== DOCUMENT SECTION ==
- - -

**Target**: 99%

**Explanation for the Target**: This iteration will reduce the total parameters in the model. It will also introduce image augmentation and reguralization. We will add BatchNormalization and DropOut to each layer in the model. We can expect the model to be efficient than before, so a 99% accuracy is feasible.

**Result**:

Max Training Accuracy: 81.16%

Max Validation Accuracy: 98.51%


**Analysis**: It is clear that is model is under-fitting and there is scope for improvement. Towards the end of the training, we can observe that the training accuracy started oscillating in 80.40s and the test accuracy too was revolving around 98.3%. This could mean the learning rate is higher than expected, but since this is a severely under-fitting model it is early to conclude on the learning rate. We are still using a convolution layer as the final layer to reduce the channels.

This model did achieve to keep the parameters under 10,000. But, there is a huge need for improvement. We will try to introduce Global Average Pooling and StepLR in the next iteration.

- - -

(Contour annotation records)
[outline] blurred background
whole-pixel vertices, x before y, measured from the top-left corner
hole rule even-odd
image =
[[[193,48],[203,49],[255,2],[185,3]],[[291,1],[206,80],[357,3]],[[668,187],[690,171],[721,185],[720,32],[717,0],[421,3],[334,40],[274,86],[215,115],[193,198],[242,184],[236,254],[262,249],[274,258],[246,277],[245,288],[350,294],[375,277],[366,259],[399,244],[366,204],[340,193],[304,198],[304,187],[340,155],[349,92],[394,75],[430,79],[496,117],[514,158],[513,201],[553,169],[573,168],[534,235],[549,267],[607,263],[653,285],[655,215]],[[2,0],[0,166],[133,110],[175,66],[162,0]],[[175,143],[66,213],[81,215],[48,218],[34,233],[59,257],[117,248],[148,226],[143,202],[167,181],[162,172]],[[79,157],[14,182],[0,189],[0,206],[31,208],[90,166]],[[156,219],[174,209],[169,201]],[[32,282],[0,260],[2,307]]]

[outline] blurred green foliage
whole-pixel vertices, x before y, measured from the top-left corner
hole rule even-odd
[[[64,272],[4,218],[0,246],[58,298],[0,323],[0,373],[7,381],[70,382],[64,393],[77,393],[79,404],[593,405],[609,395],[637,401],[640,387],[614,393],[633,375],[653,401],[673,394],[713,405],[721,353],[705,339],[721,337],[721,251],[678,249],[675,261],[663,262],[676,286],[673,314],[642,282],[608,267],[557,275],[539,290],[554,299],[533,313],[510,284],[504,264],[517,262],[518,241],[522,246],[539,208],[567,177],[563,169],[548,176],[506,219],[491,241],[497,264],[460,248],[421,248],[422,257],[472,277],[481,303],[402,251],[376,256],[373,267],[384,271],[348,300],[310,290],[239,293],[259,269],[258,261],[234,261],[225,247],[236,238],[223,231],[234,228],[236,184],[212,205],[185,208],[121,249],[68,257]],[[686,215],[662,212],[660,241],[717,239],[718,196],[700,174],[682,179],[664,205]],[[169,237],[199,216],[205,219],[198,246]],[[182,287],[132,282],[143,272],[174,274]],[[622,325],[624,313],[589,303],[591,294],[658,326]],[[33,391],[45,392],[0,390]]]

- - -

== AIM 1 ==
Rewrite the model iteration notes from "This model did" to "the next iteration.", replacing "StepLR" with "ReduceLROnPlateau".
== AIM 2 ==
Extend the model iteration notes with the next passage.

== TASK ANSWER 1 ==
This model did achieve to keep the parameters under 10,000. But, there is a huge need for improvement. We will try to introduce Global Average Pooling and ReduceLROnPlateau in the next iteration.

== TASK ANSWER 2 ==
In [1]:
from __future__ import print_function
import torch
import torch.nn as nn
import torch.nn.functional as F
import torch.optim as optim
from torchvision import datasets, transforms

In [2]:
class Net(nn.Module):
    def __init__(self):
        super(Net, self).__init__()
        # CONVOLUTION BLOCK #1
        self.convblock1 = nn.Sequential( # 28x28 > 28x28 | RF 3 | jout=1
          nn.Conv2d(1, 10, 3, padding=1), 
          nn.ReLU(),
          nn.BatchNorm2d(10),
          nn.Dropout2d(0.1)
        )   
        self.convblock2 = nn.Sequential( # 28x28 > 28x28 | RF 5 | jout=1
          nn.Conv2d(10, 16, 3, padding=1), 
          nn.ReLU(),
          nn.BatchNorm2d(16),
          nn.Dropout2d(0.1)
        )
        self.convblock3 = nn.Sequential( # 28x28 > 28x28 | RF 7 | jout=1
          nn.Conv2d(16, 16, 3, padding=1), 
          nn.ReLU(),
          nn.BatchNorm2d(16),
          nn.Dropout2d(0.1)
        )
        # TRANSITIONAL BLOCK #1        
        self.pool1 = nn.MaxPool2d(2, 2) # 28x28 > 14x14 | RF 9 | jout=1
        self.convblock4 = nn.Sequential( # 14x14 > 14x14 | RF 9 | jout=2
          nn.Conv2d(16, 1, 1),
          nn.ReLU(),
          nn.BatchNorm2d(1),
          nn.Dropout2d(0.1)
        )
        # CONVOLUTION BLOCK #2
        self.convblock5 = nn.Sequential( # 14x14 > 14x14 | RF 13 | jout=2
          nn.Conv2d(1, 10, 3, padding=1),
          nn.ReLU(),
          nn.BatchNorm2d(10),
          nn.Dropout2d(0.1)
        )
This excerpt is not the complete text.